**作業内容**
1. 電池の燃焼管理に関する文章によると、図1および2の実施形態で弾性材の層28の厚さはどれくらいか。
2. 電池の燃焼管理に関する文章を、最後の文の後から書き継いでください。
─── 提供された文章 ───
図1および2に示された実施形態によれば、弾性材の層28は約0.5mmから2.0mmの厚さであるが、弾性材は、望まれる燃焼移動抑制および/または振動吸収の量にとりわけ依存して、より厚くてもより薄くてもよい。
【0044】
「背景技術」に記述されるように、単一の電気エネルギー蓄電セルのみが利用されている適用において、セルの燃焼は望ましくない状況を作り出す。この状況の重度は、電池バンクまたはモジュールの形式の複数の電気エネルギー蓄電セルが配備されている場合に増加する。例えば、電気エネルギー蓄電セルがリチウムイオン化学を含む場合、そのリチウムイオンセルの燃焼は、リチウムイオンセルが不安定になって破裂し燃焼する温度より上の局所温度をもたらす可能性がある。こうして、リチウムイオンセルのバンク内の単一のリチウムイオンセルの燃焼が、バンク内の他のセルを破裂、発火および燃焼させる可能性がある。幸い、リチウムイオンセルは非常に安定していることが実証されており、リチウムイオン電池の破裂と燃焼は非常に稀である。それでも、ユーザの安全を図り、また、電気エネルギー蓄電セルを、スクーター等の電動自動車用の電源として受け入れるために、リチウムイオン電気エネルギー蓄電セルの破裂と燃焼の既に低い可能性を低減し、セルが発火するという万が一の場合に燃焼を管理するための措置を講じることが重要である。
【0045】
本明細書に記述される実施形態によれば、電気エネルギー蓄電セルの燃焼または複数の電気エネルギー蓄電セルの燃焼は、本明細書に記述される以下の特徴の組み合わせによって管理される。第1に、破裂セルからのガスの発火を始動し、発火したセルの燃焼を維持するためには酸素が必要であることが利用される。第2に、燃焼が発生した場合に、故障して潜在的に燃焼するセルからの他のセルへの熱エネルギーの移動が制限される。第3に、セル故障の結果形成されたガスと、そのようなガスの燃焼から形成されたガスが、一定の閾値圧まで、気密密封された電気エネルギー蓄電装置内に収容される。第4に、予測不能で潜在的に危険な方向での制御されない破裂を避けるために、電気エネルギー蓄電装置の破裂が制御される。
【0046】
第1のレベルにおいて、リチウムイオン電気エネルギー蓄電セルを、酸素のない気密ハウジングに収容することは、破裂した故障セルを退出する可能性がある可燃性ガスを発火させ燃焼を維持するために必要な酸素からセルを隔離する。こうして、万が一単一のセル故障が、セルの破裂と、セルから排気されるガスの発火を招く場合、燃焼を維持するために使用できる酸素は、故障したセル内の反応物質間で発生する反応によって生成した酸素に限られる。支燃のために使用できる酸素を、その場で生成する酸素に限定することは、電気エネルギー蓄電装置内で燃焼が発生する時間の長さを極減し、それにより、他のセルからの故障とそれに続く破裂およびガスの燃焼が発生するレベルまで装置内の温度が上昇する可能性を低減する。加えて、電気エネルギー蓄電装置内の酸素の欠如が熱エネルギー吸収材の燃焼を妨げる。例えば、熱エネルギー吸収材として使用される相変化材料は、液体状態に変化すると可燃性になる。電気エネルギー蓄電装置内の酸素容量を制限することにより、相変化材料の燃焼が回避される。
─── 提供データ ───
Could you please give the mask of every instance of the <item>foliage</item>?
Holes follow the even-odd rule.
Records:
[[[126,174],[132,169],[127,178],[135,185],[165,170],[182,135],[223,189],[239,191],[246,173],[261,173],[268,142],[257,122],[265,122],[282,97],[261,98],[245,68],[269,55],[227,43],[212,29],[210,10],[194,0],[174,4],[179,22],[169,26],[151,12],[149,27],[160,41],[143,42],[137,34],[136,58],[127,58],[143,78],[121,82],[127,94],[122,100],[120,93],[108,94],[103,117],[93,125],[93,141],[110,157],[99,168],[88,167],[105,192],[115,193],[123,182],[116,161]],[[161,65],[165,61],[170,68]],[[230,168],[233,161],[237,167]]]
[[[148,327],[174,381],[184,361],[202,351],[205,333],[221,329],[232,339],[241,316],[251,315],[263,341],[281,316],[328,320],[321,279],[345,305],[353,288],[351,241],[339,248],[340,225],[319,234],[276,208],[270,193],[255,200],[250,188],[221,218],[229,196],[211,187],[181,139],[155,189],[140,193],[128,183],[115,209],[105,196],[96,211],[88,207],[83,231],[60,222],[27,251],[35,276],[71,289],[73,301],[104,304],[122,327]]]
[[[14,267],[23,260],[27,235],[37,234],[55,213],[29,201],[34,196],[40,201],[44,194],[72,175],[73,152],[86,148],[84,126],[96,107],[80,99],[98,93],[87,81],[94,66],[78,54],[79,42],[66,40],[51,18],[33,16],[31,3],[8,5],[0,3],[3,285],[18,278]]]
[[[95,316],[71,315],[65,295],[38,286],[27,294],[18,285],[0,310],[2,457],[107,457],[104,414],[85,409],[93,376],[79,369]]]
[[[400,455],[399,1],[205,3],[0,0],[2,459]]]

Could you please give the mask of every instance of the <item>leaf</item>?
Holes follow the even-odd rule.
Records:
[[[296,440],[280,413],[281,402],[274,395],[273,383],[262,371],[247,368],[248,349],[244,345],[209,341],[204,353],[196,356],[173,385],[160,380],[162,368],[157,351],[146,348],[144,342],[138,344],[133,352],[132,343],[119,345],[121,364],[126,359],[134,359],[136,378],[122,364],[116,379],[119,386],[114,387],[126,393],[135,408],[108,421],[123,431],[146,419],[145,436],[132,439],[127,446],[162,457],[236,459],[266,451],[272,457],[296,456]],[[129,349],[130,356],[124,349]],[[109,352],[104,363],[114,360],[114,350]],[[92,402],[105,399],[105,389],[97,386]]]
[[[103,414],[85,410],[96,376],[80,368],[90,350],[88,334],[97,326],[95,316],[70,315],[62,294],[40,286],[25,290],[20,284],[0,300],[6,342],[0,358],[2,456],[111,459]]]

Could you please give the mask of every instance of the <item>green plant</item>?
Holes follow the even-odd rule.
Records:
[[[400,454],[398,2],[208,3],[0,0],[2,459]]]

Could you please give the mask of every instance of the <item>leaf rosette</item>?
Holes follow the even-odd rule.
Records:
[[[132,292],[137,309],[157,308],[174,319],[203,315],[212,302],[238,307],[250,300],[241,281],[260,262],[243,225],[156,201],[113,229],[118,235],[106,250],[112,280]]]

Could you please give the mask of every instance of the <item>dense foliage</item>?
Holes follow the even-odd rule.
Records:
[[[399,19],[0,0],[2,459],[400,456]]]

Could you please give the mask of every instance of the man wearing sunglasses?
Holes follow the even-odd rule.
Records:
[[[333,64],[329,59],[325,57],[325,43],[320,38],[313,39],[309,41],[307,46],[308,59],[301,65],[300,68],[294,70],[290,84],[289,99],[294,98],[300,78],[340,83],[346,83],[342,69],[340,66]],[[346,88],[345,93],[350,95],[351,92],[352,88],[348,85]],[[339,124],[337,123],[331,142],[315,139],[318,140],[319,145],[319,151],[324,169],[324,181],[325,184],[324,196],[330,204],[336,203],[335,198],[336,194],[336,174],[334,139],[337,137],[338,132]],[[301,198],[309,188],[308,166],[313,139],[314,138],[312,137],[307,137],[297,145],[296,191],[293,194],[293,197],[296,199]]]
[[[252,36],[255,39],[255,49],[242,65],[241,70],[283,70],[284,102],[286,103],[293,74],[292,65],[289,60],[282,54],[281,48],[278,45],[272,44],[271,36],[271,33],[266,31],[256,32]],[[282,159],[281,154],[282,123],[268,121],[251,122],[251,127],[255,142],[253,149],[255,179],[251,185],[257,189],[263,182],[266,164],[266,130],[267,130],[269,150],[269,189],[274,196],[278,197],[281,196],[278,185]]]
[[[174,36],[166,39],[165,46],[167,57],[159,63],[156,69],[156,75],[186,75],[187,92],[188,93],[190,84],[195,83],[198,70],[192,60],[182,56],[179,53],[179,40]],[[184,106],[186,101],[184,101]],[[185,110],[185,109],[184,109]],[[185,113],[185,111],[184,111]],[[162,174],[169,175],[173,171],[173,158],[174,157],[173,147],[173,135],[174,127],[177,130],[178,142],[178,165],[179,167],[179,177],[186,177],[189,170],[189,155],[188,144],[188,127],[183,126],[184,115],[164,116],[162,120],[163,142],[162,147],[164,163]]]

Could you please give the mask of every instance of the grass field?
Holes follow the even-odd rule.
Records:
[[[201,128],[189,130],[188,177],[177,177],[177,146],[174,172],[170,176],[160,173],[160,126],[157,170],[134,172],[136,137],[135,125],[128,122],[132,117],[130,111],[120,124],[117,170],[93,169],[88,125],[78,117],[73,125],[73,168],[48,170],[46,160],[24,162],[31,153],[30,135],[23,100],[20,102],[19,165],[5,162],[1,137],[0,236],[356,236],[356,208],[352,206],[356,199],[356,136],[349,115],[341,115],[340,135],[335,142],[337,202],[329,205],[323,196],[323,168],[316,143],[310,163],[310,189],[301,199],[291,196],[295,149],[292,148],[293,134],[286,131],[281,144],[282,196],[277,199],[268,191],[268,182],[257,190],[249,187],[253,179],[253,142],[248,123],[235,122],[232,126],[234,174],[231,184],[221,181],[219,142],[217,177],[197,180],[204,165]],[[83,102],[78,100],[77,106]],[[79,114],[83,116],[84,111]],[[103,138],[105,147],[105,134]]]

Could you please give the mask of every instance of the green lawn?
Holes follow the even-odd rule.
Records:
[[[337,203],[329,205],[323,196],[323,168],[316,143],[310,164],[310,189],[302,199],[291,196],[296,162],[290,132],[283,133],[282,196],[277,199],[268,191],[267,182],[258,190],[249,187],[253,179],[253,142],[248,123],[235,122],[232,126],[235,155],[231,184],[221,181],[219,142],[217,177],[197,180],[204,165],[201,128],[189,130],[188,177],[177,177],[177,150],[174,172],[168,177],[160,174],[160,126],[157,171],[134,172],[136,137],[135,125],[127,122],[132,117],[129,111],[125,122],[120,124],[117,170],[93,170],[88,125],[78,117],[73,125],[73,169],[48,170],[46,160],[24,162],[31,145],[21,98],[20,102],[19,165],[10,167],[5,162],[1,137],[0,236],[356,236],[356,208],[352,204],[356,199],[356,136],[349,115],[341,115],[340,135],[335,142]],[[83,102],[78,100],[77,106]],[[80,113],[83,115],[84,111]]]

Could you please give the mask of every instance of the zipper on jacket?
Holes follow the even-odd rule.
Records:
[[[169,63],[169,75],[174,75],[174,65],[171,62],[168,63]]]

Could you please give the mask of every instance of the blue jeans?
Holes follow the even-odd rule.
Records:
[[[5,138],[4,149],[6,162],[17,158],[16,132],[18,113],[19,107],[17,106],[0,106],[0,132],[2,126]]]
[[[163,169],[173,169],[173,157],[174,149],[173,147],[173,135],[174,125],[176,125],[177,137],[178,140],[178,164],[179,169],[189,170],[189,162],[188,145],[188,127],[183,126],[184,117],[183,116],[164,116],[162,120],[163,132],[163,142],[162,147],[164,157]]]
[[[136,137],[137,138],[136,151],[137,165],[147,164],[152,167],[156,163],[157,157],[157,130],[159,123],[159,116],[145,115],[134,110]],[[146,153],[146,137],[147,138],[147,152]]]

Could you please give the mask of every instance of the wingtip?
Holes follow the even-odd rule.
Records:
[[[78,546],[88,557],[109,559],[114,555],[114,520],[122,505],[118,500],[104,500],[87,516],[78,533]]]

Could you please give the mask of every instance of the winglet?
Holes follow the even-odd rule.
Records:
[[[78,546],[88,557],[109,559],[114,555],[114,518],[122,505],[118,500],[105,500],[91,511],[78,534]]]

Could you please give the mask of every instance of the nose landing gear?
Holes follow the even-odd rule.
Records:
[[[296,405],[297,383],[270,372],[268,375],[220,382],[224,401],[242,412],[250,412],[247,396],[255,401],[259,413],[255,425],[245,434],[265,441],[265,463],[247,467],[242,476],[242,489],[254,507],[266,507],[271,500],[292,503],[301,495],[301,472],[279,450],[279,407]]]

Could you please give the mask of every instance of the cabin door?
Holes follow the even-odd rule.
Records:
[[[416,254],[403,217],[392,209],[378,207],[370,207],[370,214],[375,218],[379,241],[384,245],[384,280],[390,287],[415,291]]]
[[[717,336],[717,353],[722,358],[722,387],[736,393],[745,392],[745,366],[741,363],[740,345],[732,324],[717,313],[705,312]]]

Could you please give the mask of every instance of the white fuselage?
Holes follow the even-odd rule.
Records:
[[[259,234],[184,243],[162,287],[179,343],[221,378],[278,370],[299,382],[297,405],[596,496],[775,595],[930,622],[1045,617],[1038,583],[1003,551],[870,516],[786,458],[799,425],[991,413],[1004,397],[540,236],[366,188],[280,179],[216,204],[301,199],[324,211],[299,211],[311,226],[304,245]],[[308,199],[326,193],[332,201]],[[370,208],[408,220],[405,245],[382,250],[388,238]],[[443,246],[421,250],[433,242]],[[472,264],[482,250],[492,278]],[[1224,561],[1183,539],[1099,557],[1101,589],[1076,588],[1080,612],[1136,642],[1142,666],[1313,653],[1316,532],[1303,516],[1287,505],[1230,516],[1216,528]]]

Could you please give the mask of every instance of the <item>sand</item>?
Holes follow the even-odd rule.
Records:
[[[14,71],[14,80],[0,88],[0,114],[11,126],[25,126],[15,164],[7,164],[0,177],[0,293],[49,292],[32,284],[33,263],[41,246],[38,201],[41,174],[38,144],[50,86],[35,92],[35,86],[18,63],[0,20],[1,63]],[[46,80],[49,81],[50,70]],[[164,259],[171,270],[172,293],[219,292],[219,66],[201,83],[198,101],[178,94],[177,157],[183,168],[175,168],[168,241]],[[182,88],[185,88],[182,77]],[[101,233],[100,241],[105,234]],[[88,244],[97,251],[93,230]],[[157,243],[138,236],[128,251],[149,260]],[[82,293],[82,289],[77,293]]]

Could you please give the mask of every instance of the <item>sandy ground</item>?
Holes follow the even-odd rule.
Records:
───
**期待される結果**
1. 約0.5mmから2.0mmである。

2.
【0047】
典型的に、個別の電気エネルギー蓄電セルからのガスの排気と燃焼は数秒間続くのみである。この時間中、局所温度は隣接する電気エネルギー蓄電セルが不安定になる温度に近づく可能性がある。別段には安定している電気エネルギー蓄電セルを、故障したセルから発散する熱エネルギーから隔離するために、隣接する電気エネルギー蓄電セル間の隙間は、上述の熱エネルギー吸収材で占有される。熱エネルギー吸収材は、セルの故障と、故障したセルから発散するガスの燃焼から生じる熱エネルギーを、熱エネルギー吸収材の温度を上昇させずに吸収する。電気エネルギー蓄電装置内に存在する熱エネルギー吸収材が、温度が上昇し始める前に吸収できる熱エネルギーの量は、熱エネルギー吸収材の組成と、存在する材料の量に依存する。例えば、一定数のセルの故障と燃焼によって生じた熱エネルギーの全量を吸収するためには一定量の熱エネルギー吸収材で十分であるが、付加的なセルが故障して燃焼すると、熱エネルギー吸収材は、温度を上昇させずに付加的な熱エネルギーを吸収することは不能である。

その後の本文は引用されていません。